■ SOURCE DOCUMENT
● ● ●
One usually experiences feelings of guilt after failing to accomplish a task or foiling future plans, ideas such as not going to the gym or not sticking to a healthy eating plan. Looking back on this past year, however, I noticed that shame taints my conscience the most when I was with my closest friends.
It wasn’t that I was keeping deep, dark secrets or that I was attempting to sabotage them behind their backs. It was that, though I always did my best to be a reliable and supportive friend, I felt like I was lacking and, in consequence, I felt guilty.
As an introvert who often needs alone time, I’ve not always been down for hanging out after school or over the weekend, and that could be misinterpreted as my not wanting to put in extra effort to see my friends. School also easily overwhelmed me, which caused my patience to diminish and kept me from being able to fully support my friends when they were feeling the same way. I truly appreciated my friends, but I also felt like I was letting them down and not spending enough time with them.
As the year went on, the lingering feeling of guilt developed into an itching paranoia that I was invariably disappointing my friends. I was terrible at opening Snapchats and lost a lot of streaks; I forgot to reply to texts; I didn’t want to talk during class in fear of missing information; I couldn’t make it to every club meeting we’d plan on doing together or to all of their play performances, and I wasn’t comfortable enough with driving to go to their houses whenever they invited me. Though there were valid reasons for why these things didn’t or couldn’t happen, I was worried I wasn’t giving as much attention and love to my friends as they were giving me.
This perception that I was a culpable disappointment influenced how I acted around everyone else in my life, too, the most significant instance being Christmas. Since late July, the only thing I wanted for Christmas was a pair of the most aesthetically pleasing shoes I had ever seen in my life. They are white with black stripes along the sides, similar to the popular Adidas Advantage kicks. I wanted nothing more in the entire world than those shoes, yet I never asked my parents for them.
They were $80 plus $40 in shipping, and I could not get myself to ask my hardworking parents to buy such expensive shoes for me. What had I done to deserve those? Was I a good enough daughter to spend that much money on? Still haunted by a cloud of guilt, I could not request such costly present because surely if I was a disappointment to my friends, my parents felt the same way. I only fantasized about the shoes with my friends whenever we talked about things we dreamed of getting that holiday.
● ● ●
■ WRITTEN TASK A
Locate every line of the entries below that contains the string "patterned", matching case exactly, and copy each such line.

Labeled region entries
● ● ●
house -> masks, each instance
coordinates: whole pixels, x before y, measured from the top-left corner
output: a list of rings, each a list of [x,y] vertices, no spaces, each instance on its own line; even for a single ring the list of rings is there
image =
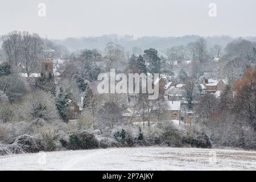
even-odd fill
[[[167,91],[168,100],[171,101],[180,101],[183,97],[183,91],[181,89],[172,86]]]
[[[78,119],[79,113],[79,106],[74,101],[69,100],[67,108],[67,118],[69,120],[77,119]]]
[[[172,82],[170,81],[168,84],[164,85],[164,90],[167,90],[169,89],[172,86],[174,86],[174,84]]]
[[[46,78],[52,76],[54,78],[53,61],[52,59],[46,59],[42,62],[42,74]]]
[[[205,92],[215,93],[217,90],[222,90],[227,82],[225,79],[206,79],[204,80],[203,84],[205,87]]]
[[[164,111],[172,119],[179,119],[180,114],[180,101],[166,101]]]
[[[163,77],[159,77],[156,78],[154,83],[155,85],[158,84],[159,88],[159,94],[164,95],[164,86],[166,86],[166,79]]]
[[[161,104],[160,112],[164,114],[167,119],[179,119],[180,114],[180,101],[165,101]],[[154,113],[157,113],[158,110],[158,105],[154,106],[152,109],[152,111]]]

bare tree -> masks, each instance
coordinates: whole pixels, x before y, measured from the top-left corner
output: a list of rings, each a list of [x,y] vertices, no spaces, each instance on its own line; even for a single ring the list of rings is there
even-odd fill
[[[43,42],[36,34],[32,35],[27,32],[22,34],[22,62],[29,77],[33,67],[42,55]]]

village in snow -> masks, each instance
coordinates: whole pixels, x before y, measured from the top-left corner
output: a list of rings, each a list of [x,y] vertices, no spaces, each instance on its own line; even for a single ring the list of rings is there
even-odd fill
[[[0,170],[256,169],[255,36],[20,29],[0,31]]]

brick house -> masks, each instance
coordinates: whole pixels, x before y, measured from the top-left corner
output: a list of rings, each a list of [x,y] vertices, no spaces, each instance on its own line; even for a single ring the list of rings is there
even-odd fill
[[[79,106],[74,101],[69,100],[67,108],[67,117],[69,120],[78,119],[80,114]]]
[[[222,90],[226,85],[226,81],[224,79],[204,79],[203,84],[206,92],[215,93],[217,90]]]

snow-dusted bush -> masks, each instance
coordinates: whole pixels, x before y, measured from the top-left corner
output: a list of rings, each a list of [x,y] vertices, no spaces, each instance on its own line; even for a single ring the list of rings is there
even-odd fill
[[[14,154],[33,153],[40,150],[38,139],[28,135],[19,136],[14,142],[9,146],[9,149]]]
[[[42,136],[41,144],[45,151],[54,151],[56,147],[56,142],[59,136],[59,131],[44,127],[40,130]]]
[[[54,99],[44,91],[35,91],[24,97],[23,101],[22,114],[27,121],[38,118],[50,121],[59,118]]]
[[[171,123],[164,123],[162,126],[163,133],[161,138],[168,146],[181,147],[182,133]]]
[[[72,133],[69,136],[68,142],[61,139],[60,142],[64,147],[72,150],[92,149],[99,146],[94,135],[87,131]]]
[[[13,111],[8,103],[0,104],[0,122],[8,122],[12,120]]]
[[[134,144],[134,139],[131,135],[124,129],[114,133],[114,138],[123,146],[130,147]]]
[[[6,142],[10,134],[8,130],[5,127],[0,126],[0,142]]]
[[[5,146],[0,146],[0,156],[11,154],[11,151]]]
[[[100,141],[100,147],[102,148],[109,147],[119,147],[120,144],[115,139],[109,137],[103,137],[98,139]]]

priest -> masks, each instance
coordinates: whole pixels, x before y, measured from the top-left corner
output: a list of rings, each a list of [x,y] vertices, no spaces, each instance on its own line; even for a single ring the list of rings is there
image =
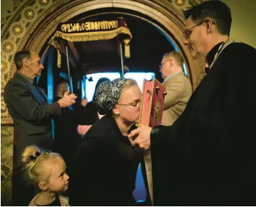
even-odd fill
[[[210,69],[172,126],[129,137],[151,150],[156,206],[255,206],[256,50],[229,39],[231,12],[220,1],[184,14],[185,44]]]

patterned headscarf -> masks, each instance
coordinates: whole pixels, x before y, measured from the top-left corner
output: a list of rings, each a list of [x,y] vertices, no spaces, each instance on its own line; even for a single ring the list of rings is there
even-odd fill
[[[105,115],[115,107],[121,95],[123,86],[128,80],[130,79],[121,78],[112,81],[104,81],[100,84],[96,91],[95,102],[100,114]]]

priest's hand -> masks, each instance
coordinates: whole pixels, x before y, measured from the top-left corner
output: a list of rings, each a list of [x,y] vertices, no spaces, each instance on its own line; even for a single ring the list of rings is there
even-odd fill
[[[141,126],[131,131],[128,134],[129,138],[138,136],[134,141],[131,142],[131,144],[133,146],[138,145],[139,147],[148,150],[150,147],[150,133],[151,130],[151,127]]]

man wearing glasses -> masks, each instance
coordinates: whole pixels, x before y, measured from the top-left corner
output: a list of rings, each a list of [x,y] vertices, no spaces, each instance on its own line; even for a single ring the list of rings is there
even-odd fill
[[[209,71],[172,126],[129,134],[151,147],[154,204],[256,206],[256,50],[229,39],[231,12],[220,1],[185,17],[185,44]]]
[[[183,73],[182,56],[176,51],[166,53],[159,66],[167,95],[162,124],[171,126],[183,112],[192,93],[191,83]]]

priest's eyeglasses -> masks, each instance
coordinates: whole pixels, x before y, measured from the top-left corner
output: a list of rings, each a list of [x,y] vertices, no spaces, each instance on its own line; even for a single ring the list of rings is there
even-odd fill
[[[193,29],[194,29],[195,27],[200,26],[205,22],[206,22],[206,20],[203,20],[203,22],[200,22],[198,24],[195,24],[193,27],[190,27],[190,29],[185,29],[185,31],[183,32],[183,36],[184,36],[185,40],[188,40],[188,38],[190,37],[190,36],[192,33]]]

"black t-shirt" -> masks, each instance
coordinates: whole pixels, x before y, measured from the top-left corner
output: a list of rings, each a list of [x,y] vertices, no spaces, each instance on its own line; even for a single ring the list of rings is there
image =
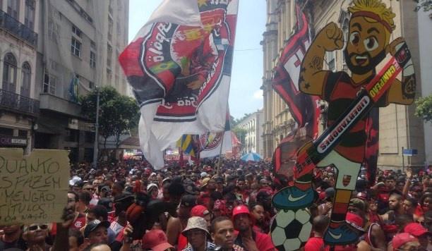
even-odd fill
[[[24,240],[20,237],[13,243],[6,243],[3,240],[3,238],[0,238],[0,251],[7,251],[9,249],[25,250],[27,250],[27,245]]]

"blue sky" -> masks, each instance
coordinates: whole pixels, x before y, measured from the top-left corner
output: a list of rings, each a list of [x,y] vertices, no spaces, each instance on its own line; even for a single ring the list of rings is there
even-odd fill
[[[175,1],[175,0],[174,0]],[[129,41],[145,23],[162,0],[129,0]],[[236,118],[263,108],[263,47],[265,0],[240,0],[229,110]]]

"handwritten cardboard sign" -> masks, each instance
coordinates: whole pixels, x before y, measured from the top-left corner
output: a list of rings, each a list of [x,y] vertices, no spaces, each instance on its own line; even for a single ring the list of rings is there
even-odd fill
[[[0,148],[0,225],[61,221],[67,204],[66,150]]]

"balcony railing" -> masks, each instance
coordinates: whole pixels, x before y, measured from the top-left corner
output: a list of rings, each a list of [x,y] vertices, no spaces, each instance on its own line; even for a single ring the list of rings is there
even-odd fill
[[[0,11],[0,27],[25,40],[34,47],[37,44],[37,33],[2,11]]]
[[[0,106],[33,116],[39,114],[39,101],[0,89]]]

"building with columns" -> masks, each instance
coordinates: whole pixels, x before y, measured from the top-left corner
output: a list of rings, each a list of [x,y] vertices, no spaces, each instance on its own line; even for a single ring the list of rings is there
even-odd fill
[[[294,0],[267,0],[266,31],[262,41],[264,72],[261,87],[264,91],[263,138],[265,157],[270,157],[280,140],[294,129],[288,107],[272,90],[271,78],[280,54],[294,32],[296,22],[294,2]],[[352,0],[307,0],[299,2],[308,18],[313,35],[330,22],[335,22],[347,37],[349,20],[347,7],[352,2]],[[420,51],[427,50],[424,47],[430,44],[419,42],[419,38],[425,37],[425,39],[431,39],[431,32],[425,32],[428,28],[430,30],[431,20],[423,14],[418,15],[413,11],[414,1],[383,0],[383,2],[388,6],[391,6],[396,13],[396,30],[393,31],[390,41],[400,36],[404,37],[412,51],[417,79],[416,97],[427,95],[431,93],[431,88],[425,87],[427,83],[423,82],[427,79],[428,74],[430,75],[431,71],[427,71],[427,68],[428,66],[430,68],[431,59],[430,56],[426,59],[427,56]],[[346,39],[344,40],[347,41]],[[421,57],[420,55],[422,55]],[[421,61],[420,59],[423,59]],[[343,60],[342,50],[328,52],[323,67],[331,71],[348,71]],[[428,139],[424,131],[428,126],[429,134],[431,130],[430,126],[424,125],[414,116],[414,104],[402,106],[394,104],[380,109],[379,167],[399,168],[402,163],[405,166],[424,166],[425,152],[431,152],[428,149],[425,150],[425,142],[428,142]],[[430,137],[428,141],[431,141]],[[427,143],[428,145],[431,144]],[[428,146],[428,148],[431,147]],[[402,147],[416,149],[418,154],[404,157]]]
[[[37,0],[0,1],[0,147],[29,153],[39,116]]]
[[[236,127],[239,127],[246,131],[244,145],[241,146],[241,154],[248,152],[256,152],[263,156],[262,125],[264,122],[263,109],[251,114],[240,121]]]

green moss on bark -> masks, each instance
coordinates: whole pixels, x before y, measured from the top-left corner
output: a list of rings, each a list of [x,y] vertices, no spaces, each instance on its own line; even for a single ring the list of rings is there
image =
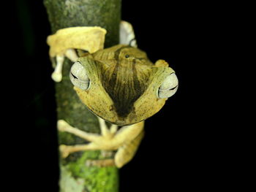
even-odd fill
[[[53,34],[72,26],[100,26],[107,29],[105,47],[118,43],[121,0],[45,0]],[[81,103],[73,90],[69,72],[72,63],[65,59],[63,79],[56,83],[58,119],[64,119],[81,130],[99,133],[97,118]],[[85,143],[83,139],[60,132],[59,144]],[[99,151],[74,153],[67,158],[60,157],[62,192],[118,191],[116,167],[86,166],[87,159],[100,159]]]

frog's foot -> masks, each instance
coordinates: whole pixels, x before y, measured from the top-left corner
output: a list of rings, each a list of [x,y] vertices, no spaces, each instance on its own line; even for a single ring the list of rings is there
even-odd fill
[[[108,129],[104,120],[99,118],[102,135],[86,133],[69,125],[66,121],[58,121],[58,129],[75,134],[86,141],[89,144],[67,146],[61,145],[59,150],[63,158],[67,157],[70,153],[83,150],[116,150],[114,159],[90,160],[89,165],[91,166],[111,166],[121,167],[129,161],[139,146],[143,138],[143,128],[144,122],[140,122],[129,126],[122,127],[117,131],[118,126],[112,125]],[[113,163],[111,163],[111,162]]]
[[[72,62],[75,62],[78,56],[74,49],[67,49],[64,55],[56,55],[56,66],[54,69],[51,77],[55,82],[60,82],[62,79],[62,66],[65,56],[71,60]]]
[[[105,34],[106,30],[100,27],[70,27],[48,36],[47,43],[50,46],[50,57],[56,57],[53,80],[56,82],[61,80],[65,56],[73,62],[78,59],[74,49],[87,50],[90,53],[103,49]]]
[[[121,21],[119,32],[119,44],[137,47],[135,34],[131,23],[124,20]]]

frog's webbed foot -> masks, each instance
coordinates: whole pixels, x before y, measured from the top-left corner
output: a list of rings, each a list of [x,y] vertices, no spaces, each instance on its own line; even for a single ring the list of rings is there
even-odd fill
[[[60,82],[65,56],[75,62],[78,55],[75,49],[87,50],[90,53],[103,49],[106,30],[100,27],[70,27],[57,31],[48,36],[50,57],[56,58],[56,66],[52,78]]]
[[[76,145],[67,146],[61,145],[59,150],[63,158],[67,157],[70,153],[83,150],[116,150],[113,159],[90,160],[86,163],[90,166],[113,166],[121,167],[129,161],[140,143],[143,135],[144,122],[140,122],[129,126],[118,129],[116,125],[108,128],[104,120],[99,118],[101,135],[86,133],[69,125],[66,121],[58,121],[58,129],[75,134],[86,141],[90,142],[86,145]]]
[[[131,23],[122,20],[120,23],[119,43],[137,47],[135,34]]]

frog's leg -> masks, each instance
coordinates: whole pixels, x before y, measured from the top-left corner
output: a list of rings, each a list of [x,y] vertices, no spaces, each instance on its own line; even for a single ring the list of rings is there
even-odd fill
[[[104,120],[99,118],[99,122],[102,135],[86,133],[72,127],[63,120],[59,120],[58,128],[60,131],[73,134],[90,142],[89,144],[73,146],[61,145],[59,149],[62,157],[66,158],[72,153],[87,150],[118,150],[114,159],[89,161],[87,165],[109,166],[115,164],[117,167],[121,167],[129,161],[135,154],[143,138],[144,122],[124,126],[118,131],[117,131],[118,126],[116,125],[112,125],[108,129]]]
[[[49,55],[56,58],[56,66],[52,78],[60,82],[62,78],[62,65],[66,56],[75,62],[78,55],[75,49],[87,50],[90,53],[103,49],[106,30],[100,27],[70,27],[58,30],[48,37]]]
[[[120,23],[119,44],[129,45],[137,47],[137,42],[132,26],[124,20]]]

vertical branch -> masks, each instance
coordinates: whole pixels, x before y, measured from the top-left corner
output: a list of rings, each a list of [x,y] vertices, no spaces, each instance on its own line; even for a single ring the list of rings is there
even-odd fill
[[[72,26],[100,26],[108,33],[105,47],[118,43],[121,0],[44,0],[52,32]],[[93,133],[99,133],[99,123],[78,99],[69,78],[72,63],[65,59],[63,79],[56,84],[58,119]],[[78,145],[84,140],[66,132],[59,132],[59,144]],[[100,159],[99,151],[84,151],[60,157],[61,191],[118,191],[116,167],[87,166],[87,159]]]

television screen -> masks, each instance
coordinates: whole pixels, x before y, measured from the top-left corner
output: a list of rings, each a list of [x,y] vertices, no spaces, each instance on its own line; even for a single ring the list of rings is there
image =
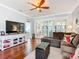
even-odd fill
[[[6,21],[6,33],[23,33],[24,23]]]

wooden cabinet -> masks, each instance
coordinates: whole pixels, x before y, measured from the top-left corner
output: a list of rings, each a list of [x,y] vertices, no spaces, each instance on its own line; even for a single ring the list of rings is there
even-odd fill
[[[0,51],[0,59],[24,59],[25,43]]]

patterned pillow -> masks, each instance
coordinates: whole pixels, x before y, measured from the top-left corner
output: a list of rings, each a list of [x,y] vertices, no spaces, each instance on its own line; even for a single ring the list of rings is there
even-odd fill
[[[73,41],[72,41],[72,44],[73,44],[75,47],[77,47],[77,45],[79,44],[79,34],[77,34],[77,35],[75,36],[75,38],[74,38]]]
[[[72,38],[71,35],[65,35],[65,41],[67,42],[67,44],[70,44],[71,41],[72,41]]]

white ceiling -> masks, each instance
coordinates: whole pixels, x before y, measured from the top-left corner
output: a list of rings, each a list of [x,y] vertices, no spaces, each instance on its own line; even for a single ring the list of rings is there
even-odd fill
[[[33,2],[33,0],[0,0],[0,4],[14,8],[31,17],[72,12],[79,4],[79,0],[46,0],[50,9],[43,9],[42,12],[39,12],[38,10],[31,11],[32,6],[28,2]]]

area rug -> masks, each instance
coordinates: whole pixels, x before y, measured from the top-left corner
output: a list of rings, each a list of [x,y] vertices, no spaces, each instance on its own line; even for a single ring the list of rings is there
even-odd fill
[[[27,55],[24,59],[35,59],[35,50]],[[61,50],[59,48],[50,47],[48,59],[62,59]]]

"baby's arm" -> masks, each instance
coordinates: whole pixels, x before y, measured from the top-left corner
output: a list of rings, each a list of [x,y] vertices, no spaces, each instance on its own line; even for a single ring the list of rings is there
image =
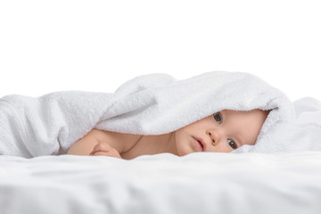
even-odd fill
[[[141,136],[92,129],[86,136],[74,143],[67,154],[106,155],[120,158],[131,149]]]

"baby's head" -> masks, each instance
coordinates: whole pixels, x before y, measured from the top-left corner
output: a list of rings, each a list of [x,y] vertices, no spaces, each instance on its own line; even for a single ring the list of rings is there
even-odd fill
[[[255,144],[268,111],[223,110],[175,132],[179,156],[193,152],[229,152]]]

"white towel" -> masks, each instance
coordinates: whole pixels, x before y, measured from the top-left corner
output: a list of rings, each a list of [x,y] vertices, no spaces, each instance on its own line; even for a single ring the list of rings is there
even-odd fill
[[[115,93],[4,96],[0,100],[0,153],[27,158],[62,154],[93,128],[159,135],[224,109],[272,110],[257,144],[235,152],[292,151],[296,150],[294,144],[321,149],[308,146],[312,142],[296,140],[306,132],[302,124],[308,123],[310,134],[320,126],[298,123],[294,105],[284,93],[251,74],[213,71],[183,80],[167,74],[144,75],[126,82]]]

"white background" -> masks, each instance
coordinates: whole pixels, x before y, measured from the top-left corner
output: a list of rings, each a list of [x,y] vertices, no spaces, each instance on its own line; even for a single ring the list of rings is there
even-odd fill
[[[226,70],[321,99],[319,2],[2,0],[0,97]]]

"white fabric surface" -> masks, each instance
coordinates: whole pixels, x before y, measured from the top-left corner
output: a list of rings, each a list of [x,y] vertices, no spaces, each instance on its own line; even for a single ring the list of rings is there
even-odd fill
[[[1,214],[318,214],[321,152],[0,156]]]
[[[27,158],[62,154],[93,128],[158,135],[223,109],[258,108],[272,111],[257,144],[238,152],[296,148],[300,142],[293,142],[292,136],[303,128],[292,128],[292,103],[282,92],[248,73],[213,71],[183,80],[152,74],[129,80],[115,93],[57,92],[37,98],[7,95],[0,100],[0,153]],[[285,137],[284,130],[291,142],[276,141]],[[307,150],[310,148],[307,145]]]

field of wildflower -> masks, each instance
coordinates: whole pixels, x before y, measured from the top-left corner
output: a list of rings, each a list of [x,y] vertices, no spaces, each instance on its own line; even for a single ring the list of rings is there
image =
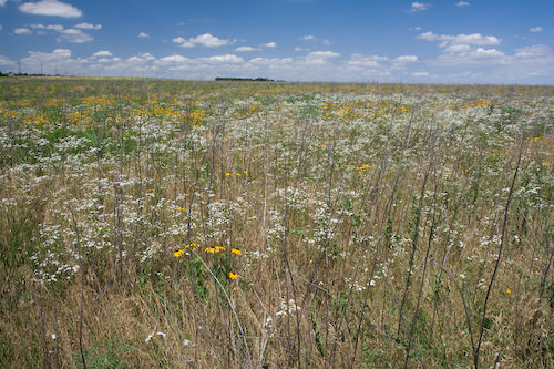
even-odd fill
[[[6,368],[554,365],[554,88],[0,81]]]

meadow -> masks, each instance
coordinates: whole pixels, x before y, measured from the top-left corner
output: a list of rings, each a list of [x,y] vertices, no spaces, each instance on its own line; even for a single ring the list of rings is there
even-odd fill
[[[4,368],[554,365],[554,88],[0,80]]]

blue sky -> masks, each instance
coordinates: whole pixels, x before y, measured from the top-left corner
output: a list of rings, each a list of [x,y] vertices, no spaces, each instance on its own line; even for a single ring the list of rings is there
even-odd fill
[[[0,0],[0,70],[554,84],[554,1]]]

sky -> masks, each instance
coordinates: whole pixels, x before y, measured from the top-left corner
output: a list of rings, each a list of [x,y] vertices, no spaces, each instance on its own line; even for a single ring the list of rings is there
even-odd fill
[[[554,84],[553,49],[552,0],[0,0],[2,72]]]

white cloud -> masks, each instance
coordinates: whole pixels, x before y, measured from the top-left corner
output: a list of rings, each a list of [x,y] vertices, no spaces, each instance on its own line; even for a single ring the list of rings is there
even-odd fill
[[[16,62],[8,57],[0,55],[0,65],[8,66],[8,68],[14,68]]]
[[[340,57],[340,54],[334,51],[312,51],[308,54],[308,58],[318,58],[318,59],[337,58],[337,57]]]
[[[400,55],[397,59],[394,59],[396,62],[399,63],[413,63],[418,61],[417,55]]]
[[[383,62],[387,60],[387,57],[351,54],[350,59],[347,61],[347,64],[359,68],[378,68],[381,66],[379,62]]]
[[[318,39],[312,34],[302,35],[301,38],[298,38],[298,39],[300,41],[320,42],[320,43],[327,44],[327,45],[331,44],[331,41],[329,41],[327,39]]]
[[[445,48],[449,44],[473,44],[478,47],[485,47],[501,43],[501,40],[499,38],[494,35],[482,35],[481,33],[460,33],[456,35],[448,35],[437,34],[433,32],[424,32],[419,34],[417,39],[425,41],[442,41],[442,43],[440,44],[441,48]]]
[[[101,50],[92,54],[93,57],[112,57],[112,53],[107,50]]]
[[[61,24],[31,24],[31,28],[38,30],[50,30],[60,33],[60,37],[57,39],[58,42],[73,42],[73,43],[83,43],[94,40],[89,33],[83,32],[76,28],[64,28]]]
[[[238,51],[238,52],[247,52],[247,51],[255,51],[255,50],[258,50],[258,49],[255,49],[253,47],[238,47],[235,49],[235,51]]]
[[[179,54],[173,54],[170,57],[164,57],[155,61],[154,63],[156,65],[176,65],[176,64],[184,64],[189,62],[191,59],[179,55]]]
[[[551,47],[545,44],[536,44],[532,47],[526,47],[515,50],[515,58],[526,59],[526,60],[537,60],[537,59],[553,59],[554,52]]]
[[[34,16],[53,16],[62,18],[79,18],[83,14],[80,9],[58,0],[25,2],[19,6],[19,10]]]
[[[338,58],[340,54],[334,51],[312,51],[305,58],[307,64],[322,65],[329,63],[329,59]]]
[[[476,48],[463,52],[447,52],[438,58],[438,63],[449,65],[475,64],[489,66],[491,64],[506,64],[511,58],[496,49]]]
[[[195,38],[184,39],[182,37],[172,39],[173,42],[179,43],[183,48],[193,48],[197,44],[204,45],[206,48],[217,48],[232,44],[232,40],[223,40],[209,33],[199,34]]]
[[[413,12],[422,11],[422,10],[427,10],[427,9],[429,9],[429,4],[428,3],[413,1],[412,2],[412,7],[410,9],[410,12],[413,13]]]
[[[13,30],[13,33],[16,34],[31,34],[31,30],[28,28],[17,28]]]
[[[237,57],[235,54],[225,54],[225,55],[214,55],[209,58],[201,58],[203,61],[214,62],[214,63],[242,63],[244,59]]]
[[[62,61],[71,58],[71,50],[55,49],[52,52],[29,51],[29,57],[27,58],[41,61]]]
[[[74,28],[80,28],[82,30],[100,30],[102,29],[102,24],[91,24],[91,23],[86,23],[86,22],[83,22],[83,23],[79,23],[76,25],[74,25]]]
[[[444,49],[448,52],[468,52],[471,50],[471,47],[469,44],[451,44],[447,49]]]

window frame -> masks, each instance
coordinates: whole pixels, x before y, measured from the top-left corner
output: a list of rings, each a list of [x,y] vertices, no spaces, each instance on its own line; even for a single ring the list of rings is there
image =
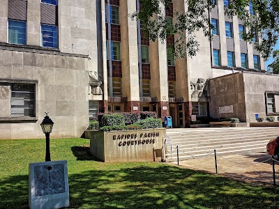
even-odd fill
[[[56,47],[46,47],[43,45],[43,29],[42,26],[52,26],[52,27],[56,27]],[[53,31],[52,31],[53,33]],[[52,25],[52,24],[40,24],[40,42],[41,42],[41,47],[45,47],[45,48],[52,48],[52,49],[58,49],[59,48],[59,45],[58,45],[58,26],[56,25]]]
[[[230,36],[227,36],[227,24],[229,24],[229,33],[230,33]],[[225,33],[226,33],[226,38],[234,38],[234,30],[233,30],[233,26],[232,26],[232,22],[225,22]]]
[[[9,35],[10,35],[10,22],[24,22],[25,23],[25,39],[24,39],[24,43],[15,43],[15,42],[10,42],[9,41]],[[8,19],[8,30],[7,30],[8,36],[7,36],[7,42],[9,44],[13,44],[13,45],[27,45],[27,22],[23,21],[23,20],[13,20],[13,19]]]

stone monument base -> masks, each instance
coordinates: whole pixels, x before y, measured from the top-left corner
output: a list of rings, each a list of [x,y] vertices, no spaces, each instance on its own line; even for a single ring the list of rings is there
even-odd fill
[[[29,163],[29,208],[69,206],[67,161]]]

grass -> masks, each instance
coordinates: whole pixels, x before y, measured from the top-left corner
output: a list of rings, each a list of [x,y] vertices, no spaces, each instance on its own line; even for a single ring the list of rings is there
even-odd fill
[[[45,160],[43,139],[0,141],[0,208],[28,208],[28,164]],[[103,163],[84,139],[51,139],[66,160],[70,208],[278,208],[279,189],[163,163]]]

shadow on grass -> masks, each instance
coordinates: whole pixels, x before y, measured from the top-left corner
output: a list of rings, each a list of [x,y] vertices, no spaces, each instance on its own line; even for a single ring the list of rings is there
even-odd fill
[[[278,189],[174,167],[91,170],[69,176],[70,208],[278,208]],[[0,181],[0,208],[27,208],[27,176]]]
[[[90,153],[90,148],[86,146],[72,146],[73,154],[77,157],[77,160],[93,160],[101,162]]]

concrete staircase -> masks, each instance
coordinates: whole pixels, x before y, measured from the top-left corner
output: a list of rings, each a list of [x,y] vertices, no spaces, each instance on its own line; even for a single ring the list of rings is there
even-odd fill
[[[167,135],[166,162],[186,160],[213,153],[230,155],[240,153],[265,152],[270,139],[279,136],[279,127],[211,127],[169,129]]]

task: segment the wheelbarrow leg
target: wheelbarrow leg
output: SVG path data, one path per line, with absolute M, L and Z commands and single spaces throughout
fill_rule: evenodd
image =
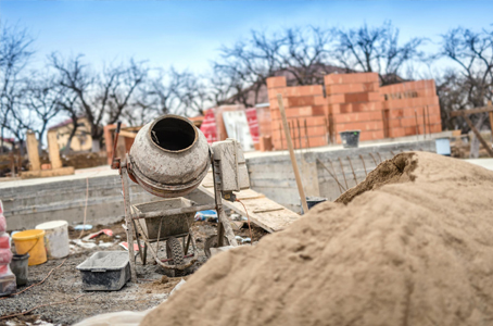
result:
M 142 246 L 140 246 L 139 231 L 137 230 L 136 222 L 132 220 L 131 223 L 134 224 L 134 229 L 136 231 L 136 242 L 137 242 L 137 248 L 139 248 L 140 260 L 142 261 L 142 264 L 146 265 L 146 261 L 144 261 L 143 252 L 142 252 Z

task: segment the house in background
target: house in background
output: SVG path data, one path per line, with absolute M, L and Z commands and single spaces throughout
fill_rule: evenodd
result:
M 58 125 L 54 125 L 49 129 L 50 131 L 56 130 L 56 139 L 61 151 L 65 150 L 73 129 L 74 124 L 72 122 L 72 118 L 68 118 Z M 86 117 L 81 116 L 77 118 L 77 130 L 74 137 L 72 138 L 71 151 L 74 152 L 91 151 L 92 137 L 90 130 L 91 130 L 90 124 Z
● ● ●
■ WRITTEN TASK B
Duplicate the passage of the essay on guilt starting with "It wasn’t that" and going on through "time with them.".

■ TASK SOLUTION A
patterned headscarf -> masks, each instance
patterned pillow -> masks, each instance

■ TASK SOLUTION B
It wasn’t that I was keeping deep, dark secrets or that I was attempting to sabotage them behind their backs. It was that, though I always did my best to be a reliable and supportive friend, I felt like I was lacking and, in consequence, I felt guilty.
As an introvert who often needs alone time, I’ve not always been down for hanging out after school or over the weekend, and that could be misinterpreted as my not wanting to put in extra effort to see my friends. School also easily overwhelmed me, which caused my patience to diminish and kept me from being able to fully support my friends when they were feeling the same way. I truly appreciated my friends, but I also felt like I was letting them down and not spending enough time with them.